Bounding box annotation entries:
--------------------

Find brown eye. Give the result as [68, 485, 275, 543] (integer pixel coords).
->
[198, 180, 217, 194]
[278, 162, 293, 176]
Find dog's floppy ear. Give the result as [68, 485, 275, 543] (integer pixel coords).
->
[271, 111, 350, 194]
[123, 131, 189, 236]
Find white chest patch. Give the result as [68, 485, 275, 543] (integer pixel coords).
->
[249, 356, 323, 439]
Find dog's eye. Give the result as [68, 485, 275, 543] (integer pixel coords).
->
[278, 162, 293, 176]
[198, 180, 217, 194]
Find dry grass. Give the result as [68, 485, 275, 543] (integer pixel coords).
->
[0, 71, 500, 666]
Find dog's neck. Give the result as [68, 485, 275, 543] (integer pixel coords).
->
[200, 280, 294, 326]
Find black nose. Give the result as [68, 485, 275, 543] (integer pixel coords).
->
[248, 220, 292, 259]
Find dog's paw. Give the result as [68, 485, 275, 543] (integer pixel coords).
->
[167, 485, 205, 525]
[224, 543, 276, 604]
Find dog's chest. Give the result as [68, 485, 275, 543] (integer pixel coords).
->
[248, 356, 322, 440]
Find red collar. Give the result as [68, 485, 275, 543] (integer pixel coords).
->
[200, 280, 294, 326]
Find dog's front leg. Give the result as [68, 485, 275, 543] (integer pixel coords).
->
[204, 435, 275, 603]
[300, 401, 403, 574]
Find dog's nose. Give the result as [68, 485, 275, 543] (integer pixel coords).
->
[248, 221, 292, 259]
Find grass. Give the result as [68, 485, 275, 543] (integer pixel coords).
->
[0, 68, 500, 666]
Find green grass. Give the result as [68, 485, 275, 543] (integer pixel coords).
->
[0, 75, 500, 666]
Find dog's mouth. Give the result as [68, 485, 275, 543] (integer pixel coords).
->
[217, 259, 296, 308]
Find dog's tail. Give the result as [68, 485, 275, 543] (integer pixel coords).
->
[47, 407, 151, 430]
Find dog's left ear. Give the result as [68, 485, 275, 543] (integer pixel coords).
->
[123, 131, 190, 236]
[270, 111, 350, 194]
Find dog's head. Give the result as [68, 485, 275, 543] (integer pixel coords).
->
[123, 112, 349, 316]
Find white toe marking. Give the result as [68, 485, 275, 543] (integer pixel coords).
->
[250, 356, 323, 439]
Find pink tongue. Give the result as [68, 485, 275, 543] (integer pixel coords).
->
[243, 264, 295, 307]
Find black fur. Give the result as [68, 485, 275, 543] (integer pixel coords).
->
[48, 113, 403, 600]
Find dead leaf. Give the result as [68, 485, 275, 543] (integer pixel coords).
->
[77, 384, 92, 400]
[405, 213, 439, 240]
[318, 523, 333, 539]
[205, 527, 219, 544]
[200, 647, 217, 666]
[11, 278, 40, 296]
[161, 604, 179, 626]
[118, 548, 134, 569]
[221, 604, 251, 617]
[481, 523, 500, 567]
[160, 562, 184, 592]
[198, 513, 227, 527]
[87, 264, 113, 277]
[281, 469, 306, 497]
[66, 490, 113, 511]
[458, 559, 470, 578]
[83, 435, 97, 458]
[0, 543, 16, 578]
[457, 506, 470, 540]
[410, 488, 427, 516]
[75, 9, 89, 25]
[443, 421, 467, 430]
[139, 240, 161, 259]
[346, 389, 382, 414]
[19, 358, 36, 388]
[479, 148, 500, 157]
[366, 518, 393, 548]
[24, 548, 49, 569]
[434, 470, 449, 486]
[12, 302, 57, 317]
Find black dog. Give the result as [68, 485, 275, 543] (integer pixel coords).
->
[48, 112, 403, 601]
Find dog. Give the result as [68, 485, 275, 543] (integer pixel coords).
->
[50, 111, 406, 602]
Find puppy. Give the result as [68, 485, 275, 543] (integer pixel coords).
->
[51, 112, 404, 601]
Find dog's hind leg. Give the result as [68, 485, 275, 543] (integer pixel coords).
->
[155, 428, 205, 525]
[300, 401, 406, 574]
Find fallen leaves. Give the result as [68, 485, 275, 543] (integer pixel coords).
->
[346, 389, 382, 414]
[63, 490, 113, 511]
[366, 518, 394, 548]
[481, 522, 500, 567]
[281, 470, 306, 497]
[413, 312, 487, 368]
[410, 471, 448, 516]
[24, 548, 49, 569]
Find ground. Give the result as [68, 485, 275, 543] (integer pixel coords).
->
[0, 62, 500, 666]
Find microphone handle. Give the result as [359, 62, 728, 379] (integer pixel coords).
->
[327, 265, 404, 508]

--------------------

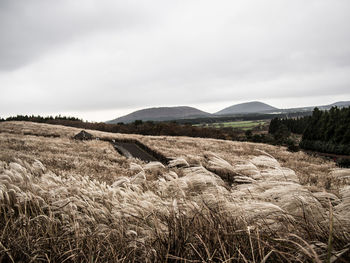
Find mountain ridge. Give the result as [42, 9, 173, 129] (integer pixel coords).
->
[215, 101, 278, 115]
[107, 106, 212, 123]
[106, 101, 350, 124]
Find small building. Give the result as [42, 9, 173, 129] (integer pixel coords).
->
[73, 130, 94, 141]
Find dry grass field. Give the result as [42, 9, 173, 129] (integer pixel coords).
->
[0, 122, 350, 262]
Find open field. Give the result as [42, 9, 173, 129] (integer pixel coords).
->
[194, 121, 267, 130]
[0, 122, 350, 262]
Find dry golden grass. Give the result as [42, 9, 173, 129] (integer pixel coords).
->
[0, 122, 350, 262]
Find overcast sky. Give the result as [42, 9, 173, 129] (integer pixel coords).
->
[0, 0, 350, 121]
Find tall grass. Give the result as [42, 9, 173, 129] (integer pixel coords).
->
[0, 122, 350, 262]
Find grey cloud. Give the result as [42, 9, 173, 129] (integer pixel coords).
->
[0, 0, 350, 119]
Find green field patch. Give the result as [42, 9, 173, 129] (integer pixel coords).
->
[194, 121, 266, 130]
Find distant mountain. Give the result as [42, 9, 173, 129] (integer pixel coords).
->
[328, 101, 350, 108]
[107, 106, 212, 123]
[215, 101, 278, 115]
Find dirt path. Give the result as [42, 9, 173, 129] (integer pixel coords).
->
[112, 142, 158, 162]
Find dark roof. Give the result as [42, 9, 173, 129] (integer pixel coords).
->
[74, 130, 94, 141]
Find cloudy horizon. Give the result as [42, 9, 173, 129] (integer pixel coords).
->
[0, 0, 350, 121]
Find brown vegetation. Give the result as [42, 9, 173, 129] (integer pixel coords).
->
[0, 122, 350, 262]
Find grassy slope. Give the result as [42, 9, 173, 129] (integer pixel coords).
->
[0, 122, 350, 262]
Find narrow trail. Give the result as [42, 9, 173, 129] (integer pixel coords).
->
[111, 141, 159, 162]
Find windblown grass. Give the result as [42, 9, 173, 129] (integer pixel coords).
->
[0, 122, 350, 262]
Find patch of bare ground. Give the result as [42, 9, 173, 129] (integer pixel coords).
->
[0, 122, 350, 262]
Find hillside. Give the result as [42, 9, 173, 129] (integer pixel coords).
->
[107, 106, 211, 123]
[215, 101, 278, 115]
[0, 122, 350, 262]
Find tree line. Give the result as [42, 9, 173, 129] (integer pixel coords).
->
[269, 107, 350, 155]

--------------------

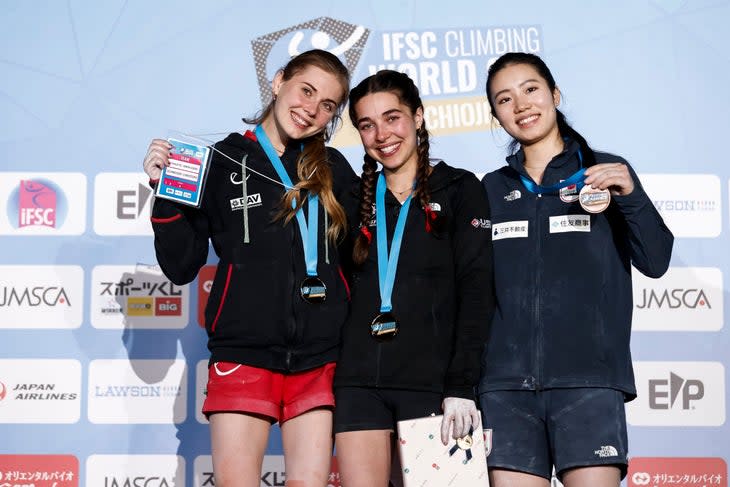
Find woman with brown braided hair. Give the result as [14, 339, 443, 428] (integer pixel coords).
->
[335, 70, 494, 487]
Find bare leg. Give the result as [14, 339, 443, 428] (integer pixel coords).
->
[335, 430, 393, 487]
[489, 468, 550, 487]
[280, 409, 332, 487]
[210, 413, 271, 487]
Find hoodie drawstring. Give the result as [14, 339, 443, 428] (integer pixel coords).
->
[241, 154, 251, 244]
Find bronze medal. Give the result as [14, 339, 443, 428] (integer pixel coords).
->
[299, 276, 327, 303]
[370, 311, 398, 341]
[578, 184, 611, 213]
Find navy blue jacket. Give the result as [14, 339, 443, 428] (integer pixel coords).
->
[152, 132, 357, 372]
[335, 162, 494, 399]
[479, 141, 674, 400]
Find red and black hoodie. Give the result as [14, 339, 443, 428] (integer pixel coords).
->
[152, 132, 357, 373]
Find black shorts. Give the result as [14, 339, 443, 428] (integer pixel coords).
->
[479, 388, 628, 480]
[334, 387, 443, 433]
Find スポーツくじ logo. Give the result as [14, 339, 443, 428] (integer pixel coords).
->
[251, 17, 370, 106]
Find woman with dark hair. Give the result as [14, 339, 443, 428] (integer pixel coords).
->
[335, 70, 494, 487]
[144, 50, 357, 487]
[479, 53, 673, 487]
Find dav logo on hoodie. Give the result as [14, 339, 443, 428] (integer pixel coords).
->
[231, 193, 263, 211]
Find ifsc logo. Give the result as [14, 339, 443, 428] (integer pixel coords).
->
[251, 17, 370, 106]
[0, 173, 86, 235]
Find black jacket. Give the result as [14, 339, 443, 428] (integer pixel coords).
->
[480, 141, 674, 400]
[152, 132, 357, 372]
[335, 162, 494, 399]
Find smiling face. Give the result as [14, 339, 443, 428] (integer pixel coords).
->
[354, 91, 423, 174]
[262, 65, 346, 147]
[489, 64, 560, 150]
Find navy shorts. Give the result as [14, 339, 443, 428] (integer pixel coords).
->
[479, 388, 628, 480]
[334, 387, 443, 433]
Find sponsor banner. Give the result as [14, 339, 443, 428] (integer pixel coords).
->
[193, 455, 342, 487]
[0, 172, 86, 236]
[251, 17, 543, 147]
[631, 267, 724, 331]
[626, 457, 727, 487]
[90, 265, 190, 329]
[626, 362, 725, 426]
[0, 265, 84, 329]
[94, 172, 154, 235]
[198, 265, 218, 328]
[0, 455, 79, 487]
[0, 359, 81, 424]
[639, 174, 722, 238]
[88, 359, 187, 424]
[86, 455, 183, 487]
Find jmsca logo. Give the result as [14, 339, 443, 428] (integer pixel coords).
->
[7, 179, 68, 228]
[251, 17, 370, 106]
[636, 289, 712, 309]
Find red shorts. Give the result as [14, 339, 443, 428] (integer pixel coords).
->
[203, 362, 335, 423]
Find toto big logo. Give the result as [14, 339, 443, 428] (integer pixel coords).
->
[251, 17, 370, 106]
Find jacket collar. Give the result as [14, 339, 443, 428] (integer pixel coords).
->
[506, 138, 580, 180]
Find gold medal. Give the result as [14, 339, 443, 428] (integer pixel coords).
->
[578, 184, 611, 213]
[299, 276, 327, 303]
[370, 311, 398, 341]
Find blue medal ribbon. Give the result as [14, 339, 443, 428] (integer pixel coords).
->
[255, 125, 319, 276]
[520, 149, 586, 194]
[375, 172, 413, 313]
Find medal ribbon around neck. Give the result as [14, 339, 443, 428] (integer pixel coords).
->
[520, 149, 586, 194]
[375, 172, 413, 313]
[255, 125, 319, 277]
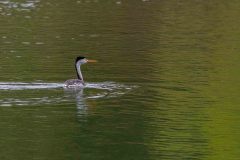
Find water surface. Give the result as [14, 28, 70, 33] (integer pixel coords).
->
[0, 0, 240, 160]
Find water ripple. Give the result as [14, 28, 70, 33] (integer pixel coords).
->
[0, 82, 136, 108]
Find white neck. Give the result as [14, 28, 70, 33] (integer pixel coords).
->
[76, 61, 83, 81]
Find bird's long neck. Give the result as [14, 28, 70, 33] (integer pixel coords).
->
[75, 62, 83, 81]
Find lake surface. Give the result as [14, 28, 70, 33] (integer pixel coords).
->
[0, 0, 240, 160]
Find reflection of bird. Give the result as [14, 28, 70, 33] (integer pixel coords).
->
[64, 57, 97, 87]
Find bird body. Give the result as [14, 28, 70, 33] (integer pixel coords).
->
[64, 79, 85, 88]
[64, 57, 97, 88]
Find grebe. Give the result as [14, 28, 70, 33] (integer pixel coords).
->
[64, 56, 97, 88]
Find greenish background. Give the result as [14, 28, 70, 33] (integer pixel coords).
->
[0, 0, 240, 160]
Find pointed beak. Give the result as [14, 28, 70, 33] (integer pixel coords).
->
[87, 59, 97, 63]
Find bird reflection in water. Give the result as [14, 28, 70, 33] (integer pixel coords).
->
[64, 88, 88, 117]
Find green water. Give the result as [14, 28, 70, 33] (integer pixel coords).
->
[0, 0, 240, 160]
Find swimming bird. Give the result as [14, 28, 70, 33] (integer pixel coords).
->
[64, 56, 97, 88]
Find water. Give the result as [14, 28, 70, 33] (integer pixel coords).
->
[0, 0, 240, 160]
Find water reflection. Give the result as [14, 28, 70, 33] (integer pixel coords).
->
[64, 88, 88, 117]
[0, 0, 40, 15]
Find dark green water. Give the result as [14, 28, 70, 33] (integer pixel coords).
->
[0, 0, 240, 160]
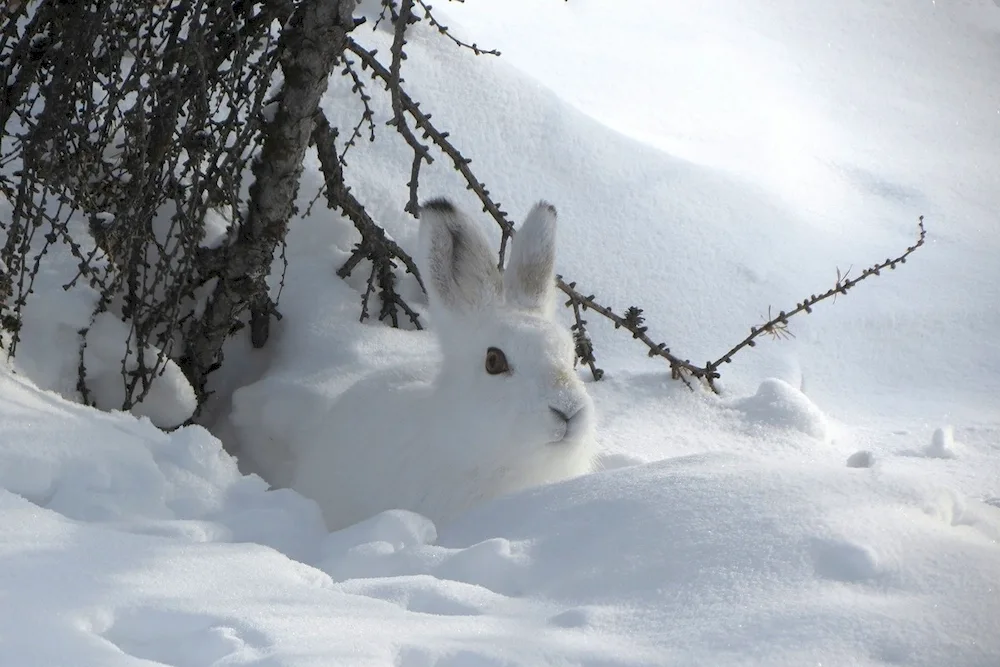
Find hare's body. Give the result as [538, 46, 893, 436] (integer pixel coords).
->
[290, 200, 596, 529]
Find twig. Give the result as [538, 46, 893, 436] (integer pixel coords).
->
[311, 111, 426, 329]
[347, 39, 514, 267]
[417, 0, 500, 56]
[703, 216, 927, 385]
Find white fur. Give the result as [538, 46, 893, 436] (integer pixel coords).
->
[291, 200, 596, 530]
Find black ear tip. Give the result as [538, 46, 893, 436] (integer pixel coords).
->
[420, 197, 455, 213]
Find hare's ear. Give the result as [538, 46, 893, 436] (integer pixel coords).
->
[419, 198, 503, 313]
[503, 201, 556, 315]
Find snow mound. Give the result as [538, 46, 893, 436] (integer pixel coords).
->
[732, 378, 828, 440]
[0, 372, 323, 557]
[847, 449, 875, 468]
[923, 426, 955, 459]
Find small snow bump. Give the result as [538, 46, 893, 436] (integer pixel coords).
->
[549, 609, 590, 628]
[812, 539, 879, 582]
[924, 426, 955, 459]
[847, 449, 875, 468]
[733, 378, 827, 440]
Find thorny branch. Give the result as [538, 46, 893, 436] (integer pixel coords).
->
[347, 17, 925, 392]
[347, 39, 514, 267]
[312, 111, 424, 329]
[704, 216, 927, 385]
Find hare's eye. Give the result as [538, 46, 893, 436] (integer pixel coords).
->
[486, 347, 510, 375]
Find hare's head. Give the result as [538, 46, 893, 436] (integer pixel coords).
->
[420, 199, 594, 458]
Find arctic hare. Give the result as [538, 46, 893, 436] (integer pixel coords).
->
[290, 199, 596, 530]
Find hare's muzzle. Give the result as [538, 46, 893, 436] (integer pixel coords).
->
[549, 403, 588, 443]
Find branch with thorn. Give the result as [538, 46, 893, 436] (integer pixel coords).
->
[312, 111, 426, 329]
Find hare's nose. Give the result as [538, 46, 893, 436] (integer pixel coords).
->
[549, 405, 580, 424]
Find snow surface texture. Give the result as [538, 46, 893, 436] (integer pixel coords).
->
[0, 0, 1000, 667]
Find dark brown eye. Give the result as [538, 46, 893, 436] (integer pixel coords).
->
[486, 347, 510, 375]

--------------------

WHAT THE TASK REQUIRES:
Format the rows from the line containing "Find dav logo" through the line containing "[489, 64, 560, 150]", both included, as a JSON list of strings with one string per line and no blank lines.

OUTPUT FOR THIS EXERCISE:
[
  "Find dav logo on hoodie. Give the result as [14, 339, 443, 428] (integer pixel coords).",
  "->",
  "[231, 193, 263, 211]",
  "Find ifsc logo. Give the result as [14, 339, 443, 428] (integer pixel coords).",
  "->",
  "[251, 17, 370, 106]",
  "[0, 173, 86, 235]",
  "Find black jacket. Give the result as [14, 339, 443, 428] (integer pixel coords).",
  "->",
  "[480, 141, 674, 400]",
  "[152, 132, 357, 372]",
  "[335, 162, 494, 399]",
  "Find smiling face. Give the result as [14, 339, 443, 428] (integer pixel coords).",
  "->",
  "[354, 91, 423, 174]",
  "[262, 65, 346, 147]",
  "[489, 64, 560, 150]"
]